[Dataset entries]
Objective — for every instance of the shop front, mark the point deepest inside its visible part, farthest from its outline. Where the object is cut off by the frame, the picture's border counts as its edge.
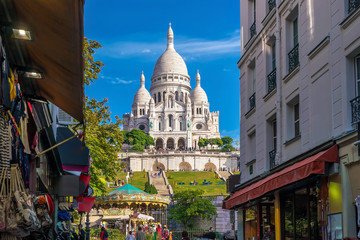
(290, 204)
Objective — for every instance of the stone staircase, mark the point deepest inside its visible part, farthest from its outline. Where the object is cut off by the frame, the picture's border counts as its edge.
(159, 183)
(225, 174)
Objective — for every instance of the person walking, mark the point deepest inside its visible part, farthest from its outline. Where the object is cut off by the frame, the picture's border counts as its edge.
(158, 232)
(104, 234)
(140, 235)
(130, 236)
(185, 235)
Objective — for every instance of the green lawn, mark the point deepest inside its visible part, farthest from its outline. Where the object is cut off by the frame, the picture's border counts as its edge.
(187, 177)
(138, 181)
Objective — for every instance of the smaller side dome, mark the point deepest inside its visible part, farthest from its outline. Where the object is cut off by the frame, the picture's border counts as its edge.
(142, 95)
(198, 95)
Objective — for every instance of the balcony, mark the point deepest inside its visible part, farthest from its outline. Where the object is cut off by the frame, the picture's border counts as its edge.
(271, 78)
(272, 158)
(353, 5)
(253, 30)
(293, 58)
(355, 110)
(272, 4)
(252, 101)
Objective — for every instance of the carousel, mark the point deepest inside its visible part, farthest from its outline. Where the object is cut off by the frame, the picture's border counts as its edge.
(127, 206)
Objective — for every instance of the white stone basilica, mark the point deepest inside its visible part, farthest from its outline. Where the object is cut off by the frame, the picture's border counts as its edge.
(173, 116)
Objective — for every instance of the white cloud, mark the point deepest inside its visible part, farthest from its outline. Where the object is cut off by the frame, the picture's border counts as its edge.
(187, 47)
(116, 80)
(146, 50)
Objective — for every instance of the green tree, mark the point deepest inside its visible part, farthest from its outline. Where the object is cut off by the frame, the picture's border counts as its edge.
(149, 188)
(237, 144)
(190, 205)
(201, 142)
(219, 142)
(137, 148)
(228, 148)
(91, 67)
(103, 135)
(227, 140)
(139, 137)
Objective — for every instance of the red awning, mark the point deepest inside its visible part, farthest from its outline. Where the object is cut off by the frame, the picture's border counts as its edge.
(301, 170)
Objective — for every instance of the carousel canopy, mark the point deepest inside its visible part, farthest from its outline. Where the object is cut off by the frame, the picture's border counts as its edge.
(127, 189)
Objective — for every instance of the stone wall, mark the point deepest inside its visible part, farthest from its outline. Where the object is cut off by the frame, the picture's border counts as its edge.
(171, 160)
(221, 223)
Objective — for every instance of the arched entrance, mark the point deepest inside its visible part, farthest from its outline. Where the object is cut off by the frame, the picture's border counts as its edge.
(159, 143)
(210, 167)
(157, 166)
(185, 166)
(181, 144)
(170, 143)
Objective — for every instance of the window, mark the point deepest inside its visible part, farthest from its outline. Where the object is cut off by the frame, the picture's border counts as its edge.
(271, 77)
(353, 5)
(253, 23)
(296, 120)
(293, 45)
(252, 84)
(295, 31)
(357, 75)
(252, 147)
(293, 115)
(274, 137)
(273, 55)
(170, 120)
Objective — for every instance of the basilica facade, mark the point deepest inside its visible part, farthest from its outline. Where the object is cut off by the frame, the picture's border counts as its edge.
(172, 113)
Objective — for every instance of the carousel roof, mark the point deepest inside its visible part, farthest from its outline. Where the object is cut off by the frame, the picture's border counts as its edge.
(127, 189)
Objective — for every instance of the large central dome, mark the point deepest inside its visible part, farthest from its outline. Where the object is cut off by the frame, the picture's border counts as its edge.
(170, 61)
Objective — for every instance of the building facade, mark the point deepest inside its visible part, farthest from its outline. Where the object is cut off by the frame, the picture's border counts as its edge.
(171, 113)
(298, 72)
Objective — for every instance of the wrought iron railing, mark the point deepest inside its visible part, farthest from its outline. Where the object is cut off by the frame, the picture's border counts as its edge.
(271, 80)
(253, 30)
(272, 158)
(353, 5)
(355, 110)
(252, 101)
(293, 58)
(271, 4)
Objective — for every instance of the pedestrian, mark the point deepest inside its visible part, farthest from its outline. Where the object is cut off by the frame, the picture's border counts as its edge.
(165, 234)
(185, 235)
(104, 234)
(140, 235)
(130, 236)
(81, 233)
(158, 232)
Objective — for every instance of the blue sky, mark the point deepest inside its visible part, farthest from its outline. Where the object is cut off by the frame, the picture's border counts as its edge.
(133, 36)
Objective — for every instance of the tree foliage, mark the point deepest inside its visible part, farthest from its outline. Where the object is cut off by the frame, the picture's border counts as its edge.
(227, 140)
(103, 135)
(149, 188)
(139, 137)
(91, 67)
(228, 148)
(190, 205)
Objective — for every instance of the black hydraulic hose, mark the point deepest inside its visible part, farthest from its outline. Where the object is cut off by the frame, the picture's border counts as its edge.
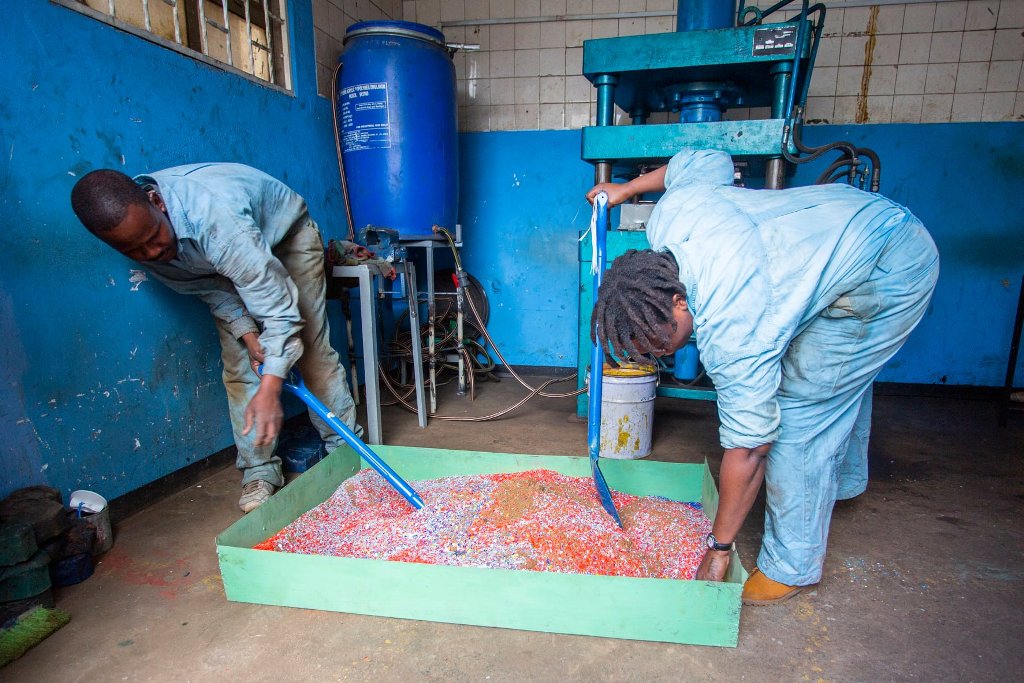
(876, 167)
(337, 148)
(825, 175)
(815, 153)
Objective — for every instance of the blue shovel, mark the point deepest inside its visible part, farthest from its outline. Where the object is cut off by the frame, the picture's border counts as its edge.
(295, 384)
(597, 366)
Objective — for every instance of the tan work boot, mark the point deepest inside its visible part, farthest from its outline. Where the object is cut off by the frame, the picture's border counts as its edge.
(760, 590)
(255, 494)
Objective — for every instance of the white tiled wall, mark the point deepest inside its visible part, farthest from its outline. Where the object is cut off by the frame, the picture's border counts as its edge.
(914, 62)
(332, 17)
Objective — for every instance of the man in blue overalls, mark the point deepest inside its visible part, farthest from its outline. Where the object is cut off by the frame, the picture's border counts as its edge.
(798, 298)
(245, 244)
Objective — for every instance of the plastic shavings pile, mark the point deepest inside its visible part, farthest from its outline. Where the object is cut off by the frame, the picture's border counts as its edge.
(540, 520)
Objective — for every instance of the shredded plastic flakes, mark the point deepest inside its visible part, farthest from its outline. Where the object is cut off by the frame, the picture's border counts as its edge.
(539, 520)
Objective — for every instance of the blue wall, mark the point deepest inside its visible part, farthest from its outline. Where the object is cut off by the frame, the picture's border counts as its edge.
(522, 208)
(108, 383)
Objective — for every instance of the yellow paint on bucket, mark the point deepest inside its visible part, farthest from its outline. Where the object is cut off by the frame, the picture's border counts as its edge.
(628, 411)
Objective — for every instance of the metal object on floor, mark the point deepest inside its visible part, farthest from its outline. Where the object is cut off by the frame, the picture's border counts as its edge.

## What you have to do
Leaving aside the images, write out the entries above word for word.

## Answer section
Objective — for every instance of the shop front, mark the point deepest inside its visible part, farthest from its outline. Where the object is cut off by the frame, the picture's border counts as its edge.
(290, 204)
Objective — for every instance of the stone staircase, mark the point deepest inside its visible part, farthest from its outline. Where the object is cut off by the frame, the picture's border counts as its edge.
(159, 183)
(225, 174)
Objective — for every instance of the person walking, mark the point deepest inside its visible part, farthest from its outline. Where the object is cut off by the frame, the picture's border counts as its edge.
(158, 232)
(104, 234)
(140, 235)
(130, 236)
(185, 235)
Objective — for every instance of the green lawn, mark the point deepest inside its visible part, farthest from its outline. Where the object is cut off by the frame, the picture's border counts as its edge.
(187, 177)
(138, 181)
Objective — for every instance of the smaller side dome, mark the point deepest inside its visible part, farthest from its outline. Where the object is cut off by the frame, the picture's border counts as its edge.
(142, 95)
(198, 95)
Objective — for every instance of the balcony, mark the point deepest inside its visible part, farthest from its outline. Where the object is cut off by the frame, the picture's border counts as its edge.
(271, 78)
(272, 158)
(353, 5)
(253, 30)
(293, 58)
(355, 110)
(272, 4)
(252, 101)
Objective — for every instance of the carousel, mark the point deepest inside its visible part, farthest from its outline. Where the object is cut off by the frame, the picture's border counts as its edge.
(127, 206)
Objective — for every instance of the white stone basilica, mark the point deepest inside its visible part, farthest from its outline. Where the object is cut off by the frame, the picture's border counts as its edge.
(173, 116)
Objective — for every instance of the white cloud, mark the point deepest inside its visible part, farthest from its outline. Where the object is cut off by the frame, the picture's border counts as its edge.
(187, 47)
(116, 80)
(146, 50)
Objective — for every instance of the green tree, mark the point deepest inside its visible part, farthest from its outline. Where the object is cut off by the frame, the picture's border counts as its edge.
(149, 188)
(237, 144)
(190, 205)
(201, 142)
(219, 142)
(137, 148)
(228, 148)
(91, 67)
(103, 135)
(227, 140)
(139, 137)
Objective — for every instance of the red awning, mark the point deepest inside its visible part, farthest from its outline. Where the object is cut off by the frame, the picture's border counts as its edge.
(301, 170)
Objective — for every instance of the carousel canopy, mark the point deepest inside its visible part, farthest from its outline. Where the object is cut off by the frame, the picture's border counts as its edge.
(127, 189)
Objective — for every instance of the stone wall, mark the point deepest inside its visible part, farthest from its outline. Where the object is cut off by the frame, the picture's border counts as its edge.
(171, 160)
(221, 223)
Objective — for every instance of the arched entrance, mark the point deepest inside its visible part, farthest from its outline. Where the object is cut off by the frame, the picture's border counts as its edge.
(159, 143)
(210, 167)
(157, 166)
(185, 166)
(181, 144)
(170, 143)
Objective — for every instance of the window, mark the point deepest inside its visible part, farthest from its outline. Where the object is cut off by the frame, the picture's border counts as its edge.
(271, 77)
(353, 5)
(253, 23)
(296, 120)
(293, 45)
(252, 84)
(295, 31)
(357, 75)
(252, 147)
(293, 115)
(274, 137)
(273, 55)
(170, 120)
Objective — for every instance of the basilica facade, mark the point deepest inside its visible part, farthest from its outline. Where the object is cut off by the frame, the picture's border counts as its edge.
(172, 113)
Objective — for every instance of the carousel roof, mark the point deepest inside its visible part, farthest from its outline. Where the object is cut off by the frame, the picture's border counts as its edge.
(127, 189)
Objective — for every instance of the large central dome, mark the point deepest inside its visible part, farthest from its outline. Where the object is cut off by the frame, the picture's border counts as its edge.
(170, 61)
Objective — for every instance of the building facade, mark the point deepest inside its visible part, farthest from its outline. Where the object is cut off by the frame, the picture's border counts as its edge.
(171, 113)
(298, 72)
Objective — for every instance of the wrought iron railing, mark the point deepest inside its visible part, farthest from its outline. Where the object is cut off by the frame, the picture's border counts as its edge.
(271, 80)
(253, 30)
(272, 158)
(353, 5)
(355, 110)
(252, 101)
(293, 58)
(271, 4)
Objective — for every instance of the pedestrian, mark the point deepest inside its visible part, farthest from its outline. Where the object is cut off by the frame, the picture's border counts as its edge.
(165, 234)
(185, 235)
(104, 234)
(140, 235)
(130, 236)
(81, 233)
(158, 232)
Objective — for every instance of the blue sky, mark the point deepest inside its visible part, farthest from its outline. Where the object is cut off by the frame, the picture's border counts as its edge.
(133, 36)
Objective — for every instance of the tree foliage, mark the point deepest inside its visible part, farthest from its outline. Where the object is cut off by the frame, the picture's border counts as its edge.
(227, 140)
(103, 135)
(149, 188)
(139, 137)
(91, 67)
(228, 148)
(190, 205)
Objective — for every instance of the black hydraulic hose, mark the point deepest inside its visible part, farthest from its outline. Where the object is cut off by the frame, the picture's border counts as its edge.
(876, 167)
(337, 148)
(825, 175)
(815, 153)
Objective — for every instance of the blue shovel, mark the point deepest inside its visible part, farthest from its outline. Where the object is cut off by the frame, the picture's border counts as its edge.
(295, 384)
(597, 366)
Objective — for every instance of the tan work boot, mark the point deepest inside its visible part, farthest from its outline. Where the object is cut off by the frame, the picture's border counts as its edge.
(760, 590)
(255, 494)
Objective — for every instance of the white tiled wall, mark the point deepest inside its visible part, farthest from its outline. Where the object is cut off by the frame, the picture's border counts as its edge.
(914, 62)
(332, 17)
Objective — for every instance of the man in blue overalls, mark the point deepest inside its visible part, farthest from its outline. Where the object is cut off by the frame, the picture's border counts as its edge.
(798, 298)
(245, 244)
Objective — for every instance of the plastic shavings pile, mark the point deepest inside its visible part, farthest from its outline. Where the object is cut off by the frame, the picture's border counts as its edge.
(540, 520)
Objective — for every instance of the shredded plastic flakes, mark the point deepest inside its visible part, farthest from its outline. Where the object is cut off by the frame, the picture's border counts as its edge.
(539, 520)
Objective — for every instance of the blue wall, mark the point deepest inside its visible part, farthest from its outline. Where the object is cut off by the frame, the picture's border counts as its edge.
(522, 208)
(108, 383)
Objective — for every instance of the yellow paint on bucket, mark the point deepest inside its visible part, farthest from its outline. Where the object is cut off by the frame, the picture's border counts as its edge.
(628, 411)
Objective — for every instance of the metal object on floor, mark the point deepest inside its visible part, farthest from its outline. Where the object is cut off by the frame, the picture's border counts as its edge.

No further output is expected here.